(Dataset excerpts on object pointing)
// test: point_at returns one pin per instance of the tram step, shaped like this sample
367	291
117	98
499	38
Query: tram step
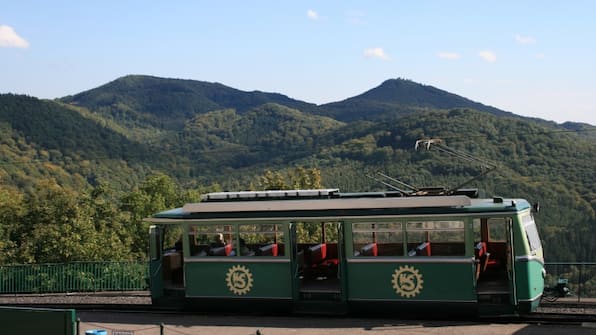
322	296
320	307
496	298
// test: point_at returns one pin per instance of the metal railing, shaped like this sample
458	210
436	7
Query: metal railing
579	277
74	277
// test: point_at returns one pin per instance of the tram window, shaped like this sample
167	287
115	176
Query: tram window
497	229
436	238
261	240
377	239
203	239
531	233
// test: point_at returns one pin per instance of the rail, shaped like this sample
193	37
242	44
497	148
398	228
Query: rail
74	277
579	277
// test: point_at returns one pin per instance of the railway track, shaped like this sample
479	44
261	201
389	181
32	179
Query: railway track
551	318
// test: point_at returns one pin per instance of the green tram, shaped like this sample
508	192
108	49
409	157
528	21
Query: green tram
322	251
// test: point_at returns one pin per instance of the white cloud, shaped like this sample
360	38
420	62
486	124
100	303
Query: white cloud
448	55
524	39
10	39
488	56
376	53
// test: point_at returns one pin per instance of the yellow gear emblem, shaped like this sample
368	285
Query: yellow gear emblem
239	279
407	281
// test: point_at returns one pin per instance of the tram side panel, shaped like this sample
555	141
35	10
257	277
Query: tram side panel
529	264
236	277
403	285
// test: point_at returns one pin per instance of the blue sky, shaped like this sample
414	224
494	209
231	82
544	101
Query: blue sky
533	58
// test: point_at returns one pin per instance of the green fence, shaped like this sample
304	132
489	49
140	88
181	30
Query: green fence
74	277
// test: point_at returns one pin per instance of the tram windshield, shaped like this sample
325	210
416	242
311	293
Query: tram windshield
531	232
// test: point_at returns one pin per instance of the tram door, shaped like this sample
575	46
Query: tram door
318	257
155	261
495	283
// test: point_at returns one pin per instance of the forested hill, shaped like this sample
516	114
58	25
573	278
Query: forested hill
398	97
167	103
202	134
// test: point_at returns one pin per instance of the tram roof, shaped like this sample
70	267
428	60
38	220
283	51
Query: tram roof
330	203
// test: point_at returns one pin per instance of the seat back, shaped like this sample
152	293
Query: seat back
267	250
423	249
369	250
317	253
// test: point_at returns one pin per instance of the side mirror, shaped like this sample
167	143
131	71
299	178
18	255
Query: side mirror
536	208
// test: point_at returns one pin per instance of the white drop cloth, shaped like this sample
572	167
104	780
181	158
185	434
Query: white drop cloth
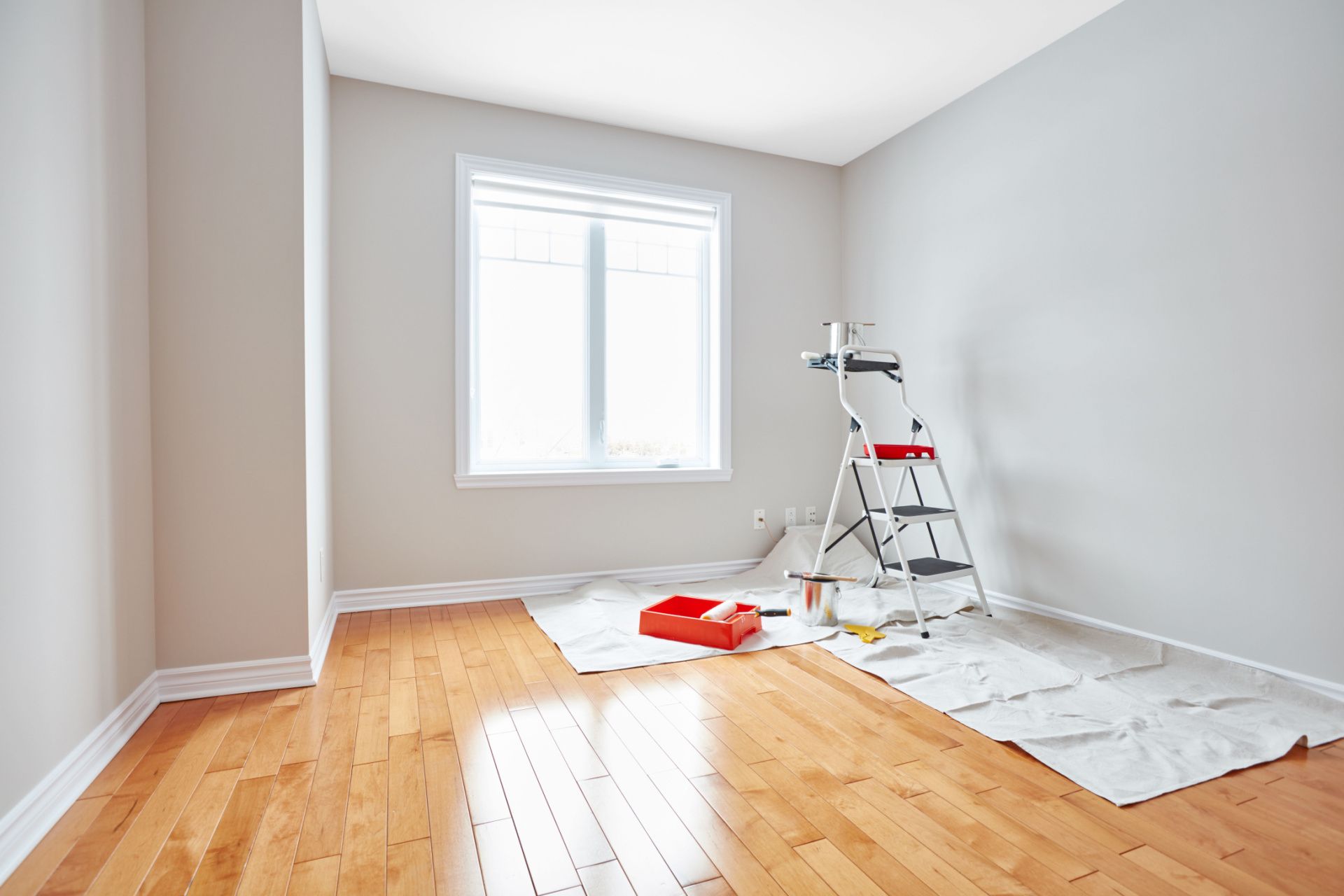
1124	716
597	625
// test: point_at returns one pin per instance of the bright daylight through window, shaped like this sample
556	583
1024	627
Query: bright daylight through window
592	328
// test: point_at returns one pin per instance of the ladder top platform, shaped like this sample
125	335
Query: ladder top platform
904	461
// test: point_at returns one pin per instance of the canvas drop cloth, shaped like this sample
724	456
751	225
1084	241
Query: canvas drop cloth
597	625
1124	716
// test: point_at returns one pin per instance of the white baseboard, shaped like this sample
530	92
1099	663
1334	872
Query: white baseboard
24	825
323	640
1320	685
421	596
188	682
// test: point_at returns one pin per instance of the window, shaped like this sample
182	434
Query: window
592	328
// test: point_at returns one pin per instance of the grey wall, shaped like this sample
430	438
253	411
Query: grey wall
1116	274
77	612
226	280
400	519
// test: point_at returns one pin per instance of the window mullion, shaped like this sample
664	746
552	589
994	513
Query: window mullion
597	343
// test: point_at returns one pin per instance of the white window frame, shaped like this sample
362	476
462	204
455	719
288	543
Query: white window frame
720	335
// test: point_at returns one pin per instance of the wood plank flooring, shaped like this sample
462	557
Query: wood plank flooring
454	751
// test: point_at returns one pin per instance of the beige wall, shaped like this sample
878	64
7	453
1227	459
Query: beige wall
1116	276
400	519
77	614
226	274
318	442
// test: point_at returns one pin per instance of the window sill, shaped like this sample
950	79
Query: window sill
619	476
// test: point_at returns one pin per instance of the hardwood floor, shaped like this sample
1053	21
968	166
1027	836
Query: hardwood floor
452	750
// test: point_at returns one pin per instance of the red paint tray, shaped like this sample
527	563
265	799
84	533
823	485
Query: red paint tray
678	618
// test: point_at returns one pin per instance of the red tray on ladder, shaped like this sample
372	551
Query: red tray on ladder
678	618
899	451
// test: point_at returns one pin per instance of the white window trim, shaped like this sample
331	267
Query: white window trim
721	337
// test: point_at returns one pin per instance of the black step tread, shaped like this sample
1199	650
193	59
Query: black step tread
929	566
913	510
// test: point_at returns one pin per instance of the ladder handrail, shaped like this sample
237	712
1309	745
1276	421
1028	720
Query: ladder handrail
901	383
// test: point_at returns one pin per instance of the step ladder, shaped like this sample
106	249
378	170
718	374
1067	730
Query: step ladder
844	359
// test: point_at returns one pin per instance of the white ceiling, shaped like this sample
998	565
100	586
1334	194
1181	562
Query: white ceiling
819	80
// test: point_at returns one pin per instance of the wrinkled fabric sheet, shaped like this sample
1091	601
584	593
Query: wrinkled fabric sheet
597	625
1123	716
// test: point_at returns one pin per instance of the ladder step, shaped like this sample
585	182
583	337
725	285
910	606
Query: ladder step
933	568
914	514
904	461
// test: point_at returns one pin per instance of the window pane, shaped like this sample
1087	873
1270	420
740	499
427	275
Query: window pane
654	360
530	362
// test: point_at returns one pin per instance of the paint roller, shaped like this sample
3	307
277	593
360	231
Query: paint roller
722	612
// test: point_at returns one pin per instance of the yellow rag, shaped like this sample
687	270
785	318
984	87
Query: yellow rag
866	633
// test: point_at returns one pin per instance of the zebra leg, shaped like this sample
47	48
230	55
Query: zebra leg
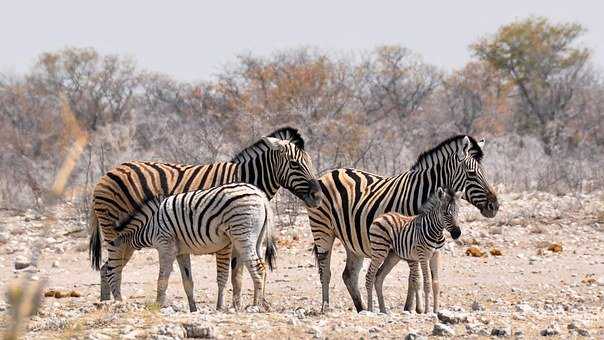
257	271
184	263
223	257
434	261
105	288
391	260
413	299
425	264
323	248
117	259
236	277
167	255
376	260
354	263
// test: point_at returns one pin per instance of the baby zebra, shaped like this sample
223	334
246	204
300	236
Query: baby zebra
233	218
414	239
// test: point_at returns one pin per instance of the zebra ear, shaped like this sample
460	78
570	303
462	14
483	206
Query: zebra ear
274	143
465	148
440	193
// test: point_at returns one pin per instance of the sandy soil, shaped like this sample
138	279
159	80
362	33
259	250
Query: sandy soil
527	291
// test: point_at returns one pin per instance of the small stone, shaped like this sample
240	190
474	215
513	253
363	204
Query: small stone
300	313
496	252
475	251
477	329
367	313
551	330
415	336
4	237
167	310
443	330
452	318
501	331
578	327
555	247
21	263
252	309
476	306
524	308
199	331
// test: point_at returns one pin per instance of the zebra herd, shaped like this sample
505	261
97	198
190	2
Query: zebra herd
223	209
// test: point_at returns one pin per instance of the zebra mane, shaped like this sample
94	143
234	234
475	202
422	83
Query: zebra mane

Your instructions:
Write out the entries above verbatim; the pictures do not belong in your copy.

Worked answer:
// test: point_at returns one pin per instance of the tram step, shaped like this sample
367	291
117	98
499	38
Query: tram step
322	296
320	307
496	298
// test: point_at returns one pin per instance of the metal railing, shaped like this sample
458	210
436	7
Query: metal railing
579	277
74	277
// test: point_at returns one pin per instance of the tram window, shaped like this sample
167	287
115	176
Query: tram window
497	229
436	238
261	240
377	239
203	239
531	233
// test: point_at returns one pin per instance of the rail, shaped like this sample
193	37
242	44
497	148
398	228
Query: rail
74	277
579	277
// test: point_at returns one pin per instance of the railway track, shaped like this sample
479	44
261	201
389	181
32	179
Query: railway track
551	318
// test: point_at returns one pin per instance of the green tram, shaped like this sample
508	192
108	49
409	157
528	21
Query: green tram
322	251
// test: point_at returns one pin per instance of the white cloud, shaped like this sample
360	38
420	62
486	124
100	303
Query: white cloud
448	55
524	39
10	39
488	56
376	53
// test: point_at returns one pin per instance of the yellow gear emblem, shaped like this sample
368	285
Query: yellow gear emblem
239	279
407	281
// test: point_at returns one pin per instance of the tram side panel, shaped like this sample
555	141
35	10
257	277
Query: tram side panel
529	264
236	277
403	285
// test: point_at returns one pin per instance of the blue sky, shaped like this sample
414	224
494	209
231	82
544	101
Query: blue sky
533	58
// test: point_at returns one pin per instance of the green fence, shaped like this sample
304	132
489	49
140	88
181	30
Query: green fence
74	277
// test: point_at returns one pin per instance of the tram windshield, shaped like this sample
325	210
416	242
311	293
Query: tram windshield
531	232
// test: point_at returns one pin per instance of the tram door, shaped like this sample
575	46
Query: tram door
318	257
155	261
495	283
// test: point_at returns one pin per instance of the forested hill, shaped like this sample
516	114
58	25
573	278
Query: forested hill
398	97
167	103
202	134
// test: point_at returns one pin per instance of the tram roof, shaped like this sample
70	267
428	60
38	220
283	51
Query: tram roof
330	203
// test: point_at returns one pin per instance of the seat back, shaped like this sample
152	293
Query: seat back
267	250
423	249
369	250
317	253
// test: point_at returns one pin per instance of the side mirror, shaped like this sample
167	143
131	71
299	178
18	255
Query: side mirror
536	208
// test: point_at returns one pin per instance of the white drop cloth, shaped like this sample
572	167
104	780
181	158
185	434
Query: white drop cloth
1124	716
597	625
// test: point_at returns one pin per instance of the bright daylight through window, shaped like this sample
556	583
1024	627
Query: bright daylight through window
592	328
// test: point_at returns one pin per instance of the ladder top platform, shaped like this sample
125	335
Query: ladder top platform
904	461
// test: point_at returns one pin per instance of the canvas drop cloth, shaped like this sample
724	456
751	225
1084	241
Query: canvas drop cloth
597	625
1124	716
// test: point_at returns one pin per instance of the white baseboard, shaped like this sample
530	92
1099	663
1334	872
Query: white baseboard
24	825
323	640
1320	685
421	596
188	682
// test: point_at returns one pin per instance of the window, shaped like this sample
182	434
Query: window
592	328
// test: point_at returns one pin per instance of the grey wall, shaped like this sample
430	438
253	411
Query: grey wall
1116	274
77	612
226	280
400	519
// test: point_at returns one pin per instance of the window mullion, shaped like this sample
664	746
552	589
994	513
Query: window mullion
597	343
// test: point_at returns one pin per instance of the white window frame, shaped like this sample
362	476
462	204
455	719
288	543
Query: white window frame
720	335
// test: point_at returns one pin per instance of the wood plank flooring, shaped like this sample
462	557
Query: wood plank flooring
454	751
// test: point_at returns one pin per instance of the beige wall, shaped like this sample
878	64
7	453
1227	459
Query: beige wall
1116	276
400	519
77	614
226	274
318	442
// test: point_at returns one pin per instance of the window sill, shaped like this sample
950	79
Query: window sill
619	476
// test: point_at returns one pin per instance of the hardwood floor, shaped like this sample
1053	21
968	166
1027	836
Query: hardwood floor
452	750
// test: point_at returns one pin per instance of the red paint tray, shaped like this sample
527	563
265	799
84	533
823	485
Query: red paint tray
678	618
// test: point_at returns one pin per instance of the red tray on ladder, shaped like this sample
372	551
Query: red tray on ladder
678	618
899	451
// test: point_at returns one pin per instance of the white window trim, shaped like this sample
331	267
Query: white window trim
721	337
// test: point_at returns one pin per instance of the black step tread, shaped like this sample
1199	650
193	59
Query: black step tread
929	566
913	510
// test: point_at returns one pin per instance of the ladder handrail, shaped like this sample
237	712
1309	745
1276	421
1028	720
Query: ladder handrail
901	383
// test: point_at returns one pin per instance of the step ladder, shaped like this sample
106	249
378	170
718	374
1067	730
Query: step ladder
844	359
// test: point_at returns one pin per instance of the white ceiling, shaped like this sample
998	565
100	586
1334	194
1181	562
Query: white ceiling
819	80
// test: point_at returns one pin per instance of the wrinkled fabric sheet, shaped like this sample
1091	601
584	593
Query: wrinkled fabric sheet
597	625
1123	716
// test: point_at returns one pin per instance of the ladder step, shaped like this sample
585	182
583	337
725	285
910	606
Query: ladder step
933	568
914	514
904	461
// test: point_at returns one pin per instance of the window pane, shaped like this sample
1087	873
1270	420
740	499
427	275
Query: window pane
654	360
530	362
// test: point_at returns one pin per instance of the paint roller, shaped like this sample
3	307
277	593
360	231
Query: paint roller
722	612
// test: point_at returns one pin per instance of the yellow rag, shaped like this sample
687	270
785	318
984	87
Query: yellow rag
866	633
// test: point_at returns one pin per instance of the zebra leg, shaped like this sample
47	48
230	55
Query: zebra leg
257	271
184	263
223	257
434	261
105	288
391	260
413	299
425	264
323	248
117	259
236	277
167	255
376	260
354	263
// test: point_at returns one pin per instance of the baby zebra, shaped like this sample
223	334
246	204
300	236
Query: baby zebra
233	218
414	239
// test: point_at returns one pin per instance of the zebra ear, shaped like this sample
460	78
570	303
462	14
483	206
Query: zebra ear
274	143
465	148
440	193
// test: point_at returns one pin per instance of the sandy soil, shaped like this sample
138	279
159	80
362	33
259	250
Query: sandy soil
527	291
// test: point_at returns one pin per instance of the small stone, shaped like this sample
240	190
474	215
513	253
363	204
Query: small stone
300	313
496	252
475	251
477	329
367	313
551	330
415	336
4	237
167	310
443	330
452	318
501	331
578	327
555	247
21	263
252	309
476	306
524	308
199	331
// test: point_at returns one pin per instance of the zebra herd, shaped like this sample
505	261
97	198
190	2
Query: zebra herd
223	209
// test: point_at returns one pin per instance of the zebra mane, shaped like this sample
94	143
234	234
475	202
422	83
Query: zebra mane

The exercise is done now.